WHAT TO DO – Copy exactly, and copy nothing else: the line that contains "Would you mind picking out the steel" and all lines after it in the listing, without pictures.

SOURCE MATERIAL –
——————————

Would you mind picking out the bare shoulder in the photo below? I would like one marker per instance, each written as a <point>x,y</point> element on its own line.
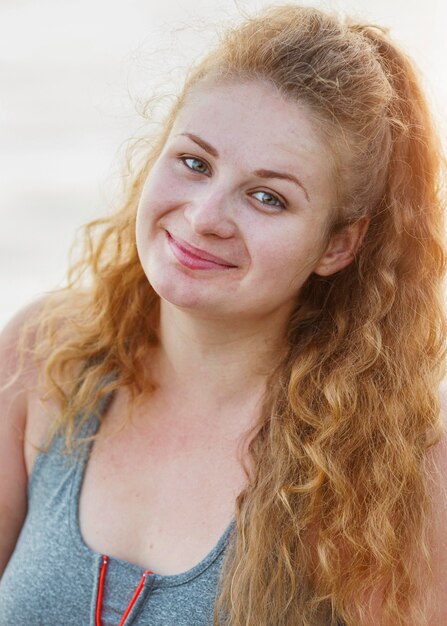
<point>17,374</point>
<point>23,419</point>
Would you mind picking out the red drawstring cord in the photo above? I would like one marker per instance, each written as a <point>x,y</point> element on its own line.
<point>102,576</point>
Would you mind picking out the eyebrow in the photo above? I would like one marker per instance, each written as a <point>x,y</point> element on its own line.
<point>263,173</point>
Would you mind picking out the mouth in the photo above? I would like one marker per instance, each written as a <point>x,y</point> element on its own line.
<point>195,258</point>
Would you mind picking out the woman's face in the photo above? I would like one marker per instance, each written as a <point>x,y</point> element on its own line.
<point>232,216</point>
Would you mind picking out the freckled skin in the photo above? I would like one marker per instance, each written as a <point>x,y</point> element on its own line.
<point>217,204</point>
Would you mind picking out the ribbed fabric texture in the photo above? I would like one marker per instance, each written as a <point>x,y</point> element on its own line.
<point>52,577</point>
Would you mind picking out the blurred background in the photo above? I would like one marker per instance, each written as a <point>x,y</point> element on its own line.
<point>74,78</point>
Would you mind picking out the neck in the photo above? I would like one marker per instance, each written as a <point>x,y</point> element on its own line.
<point>214,363</point>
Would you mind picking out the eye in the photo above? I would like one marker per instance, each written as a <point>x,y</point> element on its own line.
<point>194,164</point>
<point>270,200</point>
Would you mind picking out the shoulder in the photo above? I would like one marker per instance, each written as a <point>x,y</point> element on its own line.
<point>23,418</point>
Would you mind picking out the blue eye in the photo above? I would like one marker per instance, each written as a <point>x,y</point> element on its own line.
<point>202,166</point>
<point>271,200</point>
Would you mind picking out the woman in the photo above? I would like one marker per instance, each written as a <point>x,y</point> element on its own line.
<point>256,373</point>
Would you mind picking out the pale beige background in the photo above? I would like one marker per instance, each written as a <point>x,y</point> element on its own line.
<point>72,77</point>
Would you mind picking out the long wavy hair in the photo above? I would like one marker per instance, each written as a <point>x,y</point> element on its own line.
<point>334,515</point>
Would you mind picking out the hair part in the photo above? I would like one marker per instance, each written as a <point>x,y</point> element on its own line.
<point>337,505</point>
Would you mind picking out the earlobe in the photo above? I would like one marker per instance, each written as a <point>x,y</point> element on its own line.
<point>342,248</point>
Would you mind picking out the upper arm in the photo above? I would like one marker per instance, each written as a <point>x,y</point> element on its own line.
<point>13,413</point>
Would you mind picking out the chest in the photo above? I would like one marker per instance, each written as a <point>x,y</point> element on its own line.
<point>158,499</point>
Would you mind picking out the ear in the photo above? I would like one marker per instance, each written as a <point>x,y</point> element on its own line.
<point>342,248</point>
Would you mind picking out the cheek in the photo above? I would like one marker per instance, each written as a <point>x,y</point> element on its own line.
<point>158,196</point>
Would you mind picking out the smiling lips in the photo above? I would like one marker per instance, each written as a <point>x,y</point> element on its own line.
<point>195,258</point>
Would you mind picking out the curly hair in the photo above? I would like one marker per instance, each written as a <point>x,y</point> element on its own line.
<point>337,502</point>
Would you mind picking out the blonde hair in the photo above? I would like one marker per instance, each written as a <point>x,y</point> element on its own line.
<point>338,501</point>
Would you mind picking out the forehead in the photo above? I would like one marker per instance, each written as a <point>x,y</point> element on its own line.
<point>257,127</point>
<point>254,109</point>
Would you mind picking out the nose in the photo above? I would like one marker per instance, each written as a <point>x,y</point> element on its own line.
<point>210,213</point>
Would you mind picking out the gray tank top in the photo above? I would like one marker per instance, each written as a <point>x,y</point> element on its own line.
<point>53,578</point>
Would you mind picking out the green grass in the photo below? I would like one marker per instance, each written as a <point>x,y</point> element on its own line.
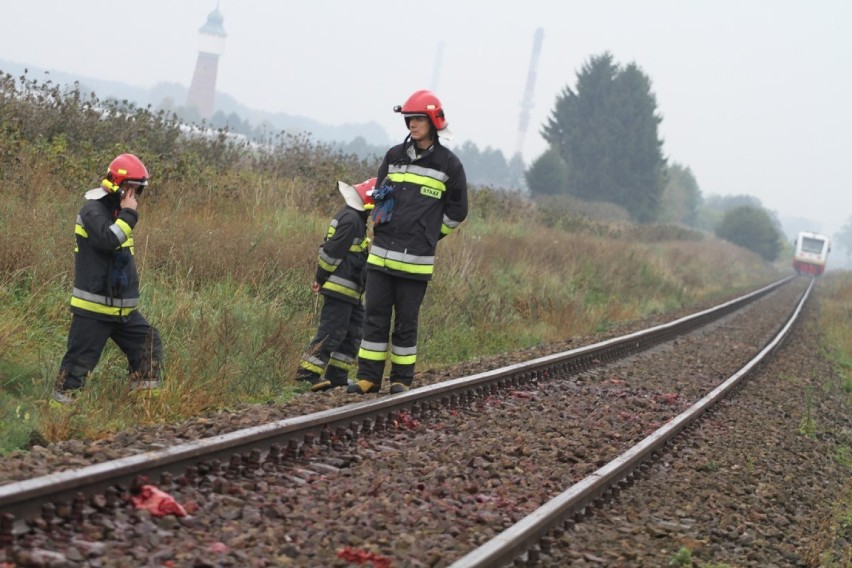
<point>227,244</point>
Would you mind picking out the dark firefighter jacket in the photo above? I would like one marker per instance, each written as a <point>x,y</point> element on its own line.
<point>430,193</point>
<point>106,284</point>
<point>343,256</point>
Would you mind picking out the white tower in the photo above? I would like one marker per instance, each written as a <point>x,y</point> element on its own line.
<point>527,103</point>
<point>211,45</point>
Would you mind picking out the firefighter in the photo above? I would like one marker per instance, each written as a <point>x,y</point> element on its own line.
<point>340,276</point>
<point>422,198</point>
<point>106,286</point>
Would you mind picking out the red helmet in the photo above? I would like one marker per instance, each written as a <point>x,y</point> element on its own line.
<point>360,196</point>
<point>424,103</point>
<point>126,168</point>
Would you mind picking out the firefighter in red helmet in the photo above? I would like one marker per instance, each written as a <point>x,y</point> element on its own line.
<point>422,197</point>
<point>340,276</point>
<point>105,296</point>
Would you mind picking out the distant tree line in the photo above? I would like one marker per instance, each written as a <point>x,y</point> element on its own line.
<point>604,147</point>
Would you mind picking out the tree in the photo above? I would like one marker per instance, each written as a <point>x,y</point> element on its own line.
<point>606,132</point>
<point>751,228</point>
<point>548,174</point>
<point>681,196</point>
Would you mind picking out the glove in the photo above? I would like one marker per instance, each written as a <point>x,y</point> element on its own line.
<point>384,198</point>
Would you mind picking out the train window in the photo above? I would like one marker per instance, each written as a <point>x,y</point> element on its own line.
<point>812,245</point>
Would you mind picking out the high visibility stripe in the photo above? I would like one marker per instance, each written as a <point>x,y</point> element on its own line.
<point>99,308</point>
<point>373,345</point>
<point>121,230</point>
<point>308,366</point>
<point>372,355</point>
<point>403,359</point>
<point>104,300</point>
<point>373,351</point>
<point>404,350</point>
<point>341,365</point>
<point>418,175</point>
<point>343,358</point>
<point>340,289</point>
<point>400,266</point>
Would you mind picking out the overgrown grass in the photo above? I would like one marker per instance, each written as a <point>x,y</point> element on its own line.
<point>832,546</point>
<point>227,245</point>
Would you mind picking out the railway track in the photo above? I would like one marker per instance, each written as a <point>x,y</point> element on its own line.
<point>299,444</point>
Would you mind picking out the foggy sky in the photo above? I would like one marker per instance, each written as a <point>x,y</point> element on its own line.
<point>755,95</point>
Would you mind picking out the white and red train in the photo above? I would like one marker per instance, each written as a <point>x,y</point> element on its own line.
<point>811,252</point>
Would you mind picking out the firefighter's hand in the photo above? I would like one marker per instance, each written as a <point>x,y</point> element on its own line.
<point>128,200</point>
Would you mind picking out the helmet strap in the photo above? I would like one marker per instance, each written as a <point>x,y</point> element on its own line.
<point>107,183</point>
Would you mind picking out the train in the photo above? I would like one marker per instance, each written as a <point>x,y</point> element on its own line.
<point>811,253</point>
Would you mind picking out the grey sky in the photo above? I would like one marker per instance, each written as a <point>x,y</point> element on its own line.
<point>754,94</point>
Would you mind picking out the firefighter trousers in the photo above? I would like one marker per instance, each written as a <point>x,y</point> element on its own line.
<point>390,298</point>
<point>333,349</point>
<point>87,337</point>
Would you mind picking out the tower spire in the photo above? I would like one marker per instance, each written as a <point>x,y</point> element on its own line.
<point>527,102</point>
<point>211,45</point>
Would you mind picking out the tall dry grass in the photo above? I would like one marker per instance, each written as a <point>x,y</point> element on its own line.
<point>226,247</point>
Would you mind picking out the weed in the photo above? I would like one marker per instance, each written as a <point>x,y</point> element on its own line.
<point>683,557</point>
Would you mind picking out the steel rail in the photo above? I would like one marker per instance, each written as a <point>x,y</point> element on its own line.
<point>23,499</point>
<point>517,539</point>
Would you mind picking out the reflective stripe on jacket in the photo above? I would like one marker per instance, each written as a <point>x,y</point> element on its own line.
<point>430,192</point>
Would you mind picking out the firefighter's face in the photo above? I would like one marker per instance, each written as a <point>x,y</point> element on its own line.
<point>420,129</point>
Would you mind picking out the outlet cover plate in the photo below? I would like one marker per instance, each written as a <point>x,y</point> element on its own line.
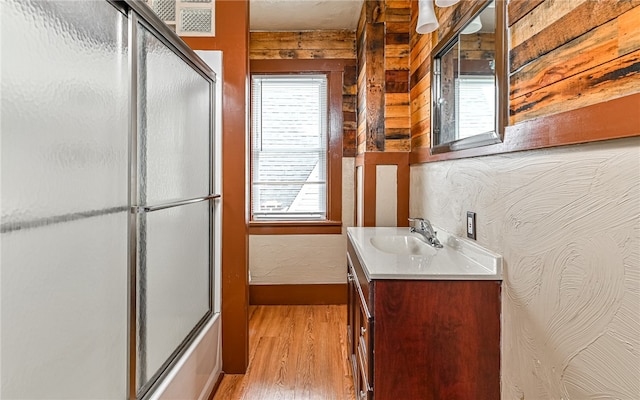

——————————

ANSWER AREA –
Would you mind picking out the steel rail in the photo above? I would like one marker per instance, each written as a <point>x,y</point> element on its own line.
<point>23,499</point>
<point>517,539</point>
Would you mind picking out the reflective stripe on jacket in the photo above? I would like one marker per instance, each written as a <point>x,y</point> element on its own line.
<point>430,192</point>
Would you mind picking out the firefighter's face in the photo above? I would like one marker per instance, each written as a <point>x,y</point> element on its own line.
<point>420,129</point>
Would you mind picking out the outlet cover plate in the photo below? I would like one marker per instance, each written as a <point>x,y</point> element on its own line.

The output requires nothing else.